We’d love to use it to travel, but, well, you know.

Then we had the perfect solution sweep into our laps. A friend told us about a woman he knew who, having lost her job when one of the local wineries had to close their tasting room, had started her own housecleaning business.

  • We get a clean house, she gets the money.
  • We support a new local business, she gets the money.
  • We don’t add to a pile of “stuff” we don’t really need, she gets the money.
  • We stimulate the local economy, she gets to be stimulated.

That last one didn’t come out right but you get the idea.

$2800 will buy us a year’s worth of housecleaning, three hours once every two weeks. Our hiring her will potentially get our neighbors to hire her. They can tell their friends. Pretty soon she can build a business that will purchase supplies, hire others, pay taxes, help send her kids to college, you know, all those things that contribute to what we call the American Dream. That’s what I call stimulating the economy, exactly what your checks were intended to do.

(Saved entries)
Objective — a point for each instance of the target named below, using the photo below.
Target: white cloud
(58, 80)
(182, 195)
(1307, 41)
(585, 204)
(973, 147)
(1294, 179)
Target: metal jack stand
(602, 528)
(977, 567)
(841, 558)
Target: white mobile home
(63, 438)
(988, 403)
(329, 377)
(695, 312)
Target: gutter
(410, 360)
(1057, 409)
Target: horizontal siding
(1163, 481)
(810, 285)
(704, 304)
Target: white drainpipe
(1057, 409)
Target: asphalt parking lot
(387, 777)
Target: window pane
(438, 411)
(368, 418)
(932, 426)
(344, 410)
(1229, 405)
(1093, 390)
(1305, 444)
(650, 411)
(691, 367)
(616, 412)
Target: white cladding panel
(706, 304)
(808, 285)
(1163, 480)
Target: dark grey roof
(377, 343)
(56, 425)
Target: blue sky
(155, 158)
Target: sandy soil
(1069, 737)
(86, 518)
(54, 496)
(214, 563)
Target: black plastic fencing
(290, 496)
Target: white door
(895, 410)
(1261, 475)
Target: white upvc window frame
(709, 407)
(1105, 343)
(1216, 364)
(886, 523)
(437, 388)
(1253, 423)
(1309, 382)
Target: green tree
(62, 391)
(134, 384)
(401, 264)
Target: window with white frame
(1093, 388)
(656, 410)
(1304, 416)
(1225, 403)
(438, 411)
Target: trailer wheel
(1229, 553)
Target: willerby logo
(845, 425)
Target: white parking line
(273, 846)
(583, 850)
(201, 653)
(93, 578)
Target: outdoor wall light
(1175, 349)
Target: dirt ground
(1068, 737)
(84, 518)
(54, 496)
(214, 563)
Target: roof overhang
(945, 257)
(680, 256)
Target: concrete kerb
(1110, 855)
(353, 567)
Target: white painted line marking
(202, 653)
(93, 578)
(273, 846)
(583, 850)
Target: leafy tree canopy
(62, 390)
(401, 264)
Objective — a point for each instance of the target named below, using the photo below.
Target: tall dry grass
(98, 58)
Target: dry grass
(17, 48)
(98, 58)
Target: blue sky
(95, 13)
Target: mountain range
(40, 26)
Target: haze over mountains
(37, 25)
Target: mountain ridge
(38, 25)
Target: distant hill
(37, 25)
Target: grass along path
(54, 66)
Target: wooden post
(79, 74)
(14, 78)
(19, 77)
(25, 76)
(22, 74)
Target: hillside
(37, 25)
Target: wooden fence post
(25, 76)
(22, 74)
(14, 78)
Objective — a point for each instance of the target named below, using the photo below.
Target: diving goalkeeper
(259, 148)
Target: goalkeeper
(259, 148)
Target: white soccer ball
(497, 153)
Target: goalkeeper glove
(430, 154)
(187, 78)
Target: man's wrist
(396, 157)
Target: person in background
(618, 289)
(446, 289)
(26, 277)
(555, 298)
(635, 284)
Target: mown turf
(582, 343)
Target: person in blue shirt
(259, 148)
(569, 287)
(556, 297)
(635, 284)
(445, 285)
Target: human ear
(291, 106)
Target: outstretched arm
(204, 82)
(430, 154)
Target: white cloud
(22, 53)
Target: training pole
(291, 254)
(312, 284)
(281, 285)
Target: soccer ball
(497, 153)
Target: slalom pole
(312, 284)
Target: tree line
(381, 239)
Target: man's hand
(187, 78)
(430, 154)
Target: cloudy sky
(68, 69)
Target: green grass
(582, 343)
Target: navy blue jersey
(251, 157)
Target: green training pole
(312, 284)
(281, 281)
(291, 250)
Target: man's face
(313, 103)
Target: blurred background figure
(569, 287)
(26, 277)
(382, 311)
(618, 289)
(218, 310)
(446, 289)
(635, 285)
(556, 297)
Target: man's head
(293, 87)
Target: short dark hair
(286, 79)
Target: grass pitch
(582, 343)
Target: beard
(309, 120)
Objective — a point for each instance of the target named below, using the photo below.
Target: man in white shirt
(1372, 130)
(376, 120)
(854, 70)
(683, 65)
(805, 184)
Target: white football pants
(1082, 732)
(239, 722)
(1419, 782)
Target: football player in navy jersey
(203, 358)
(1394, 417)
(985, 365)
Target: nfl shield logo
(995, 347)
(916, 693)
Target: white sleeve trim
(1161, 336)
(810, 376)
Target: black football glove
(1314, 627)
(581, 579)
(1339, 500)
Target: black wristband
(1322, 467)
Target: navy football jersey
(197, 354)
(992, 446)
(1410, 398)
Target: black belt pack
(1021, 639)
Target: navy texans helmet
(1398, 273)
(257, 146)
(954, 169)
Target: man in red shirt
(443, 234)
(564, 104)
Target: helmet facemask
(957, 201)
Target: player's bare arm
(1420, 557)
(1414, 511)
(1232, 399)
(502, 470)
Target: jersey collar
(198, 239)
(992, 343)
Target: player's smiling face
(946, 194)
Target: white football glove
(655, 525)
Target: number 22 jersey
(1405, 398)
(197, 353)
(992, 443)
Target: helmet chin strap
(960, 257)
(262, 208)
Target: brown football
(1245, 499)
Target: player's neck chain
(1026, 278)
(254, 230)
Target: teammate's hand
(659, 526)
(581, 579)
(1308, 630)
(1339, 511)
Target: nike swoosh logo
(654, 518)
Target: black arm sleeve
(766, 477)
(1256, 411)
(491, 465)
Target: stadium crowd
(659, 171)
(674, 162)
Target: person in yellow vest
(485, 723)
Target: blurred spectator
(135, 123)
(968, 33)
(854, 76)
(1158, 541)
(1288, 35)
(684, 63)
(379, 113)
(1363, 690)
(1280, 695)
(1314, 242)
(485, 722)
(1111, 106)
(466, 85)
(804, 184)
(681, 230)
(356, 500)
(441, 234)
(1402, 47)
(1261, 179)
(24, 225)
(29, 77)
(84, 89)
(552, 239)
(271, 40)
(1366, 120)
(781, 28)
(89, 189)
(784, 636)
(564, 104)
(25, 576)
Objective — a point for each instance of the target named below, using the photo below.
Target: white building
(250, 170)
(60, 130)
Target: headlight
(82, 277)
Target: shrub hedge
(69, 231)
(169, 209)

TASK SET:
• A. In the housecleaning passage, list each thing the bullet points say "we" do or get.
• B. According to the housecleaning passage, why did the woman start her own housecleaning business?

ACTIVITY ANSWERS:
• A.
- We get a clean house.
- We support a new local business.
- We don't add to a pile of "stuff" we don't really need.
- We stimulate the local economy.

• B. She lost her job when one of the local wineries had to close its tasting room.